* start Records provided *

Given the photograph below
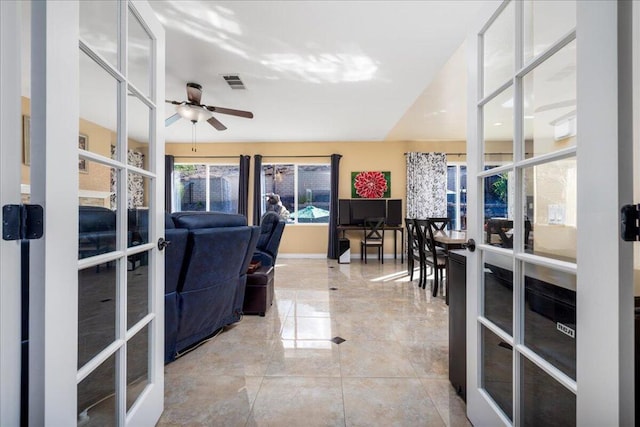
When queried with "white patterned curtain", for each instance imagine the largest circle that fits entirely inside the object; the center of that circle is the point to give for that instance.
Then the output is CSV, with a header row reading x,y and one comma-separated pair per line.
x,y
426,185
135,182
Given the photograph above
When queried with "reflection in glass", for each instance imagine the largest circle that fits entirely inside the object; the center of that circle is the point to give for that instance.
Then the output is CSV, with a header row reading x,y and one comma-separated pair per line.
x,y
138,119
96,220
137,365
545,23
498,128
498,290
549,92
498,51
137,287
98,107
191,187
223,188
97,396
497,370
99,28
551,197
139,55
550,316
545,401
96,310
497,193
138,210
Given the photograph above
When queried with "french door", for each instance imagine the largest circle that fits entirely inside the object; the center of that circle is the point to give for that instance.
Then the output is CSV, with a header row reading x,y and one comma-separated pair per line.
x,y
549,329
95,164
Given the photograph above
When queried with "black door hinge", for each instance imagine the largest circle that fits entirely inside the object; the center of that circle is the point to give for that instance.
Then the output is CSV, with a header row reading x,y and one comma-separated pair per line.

* end Records provided *

### [Exercise]
Rewrite all of the lines above, changing every "photograph" to "image" and leaving everything else the same. Omit the pictures.

### [Output below]
Given the image below
When queried with "white patterned curtain", for each instance imagine the largest circle that fits entirely inside the object; the center of that circle is the point to give for that instance.
Then the output is CSV, with a header row reading x,y and one comma-separated pair per line.
x,y
426,185
135,182
Given the image above
When queried with "reflection in glass", for each instance imagine the largest circle that fits entirely inside the object; the center of that circle is the point to give for that instance.
Then the output is CSV, with a header row reading x,y and one comma-separated pair per line.
x,y
138,119
96,220
137,365
545,23
498,128
498,290
549,92
498,51
137,287
98,107
191,187
223,188
97,396
497,370
99,28
551,197
139,55
550,316
545,401
96,310
497,193
138,210
Given the image above
When queried with "french door", for each instance imagine the largest circle that fits entirely inside the object; the center of that circle is the point to give for that instance.
Then the output is CSV, with a header row reading x,y and one comma-separated pair per line.
x,y
549,329
95,164
Given the image above
When queried with "black door hinge", for each instance imagine the largest circle that fits entirely inside the object; the center of that circle is the point to give for that instance.
Then the output is CSV, with a header row reading x,y and one comma-separated pair per line.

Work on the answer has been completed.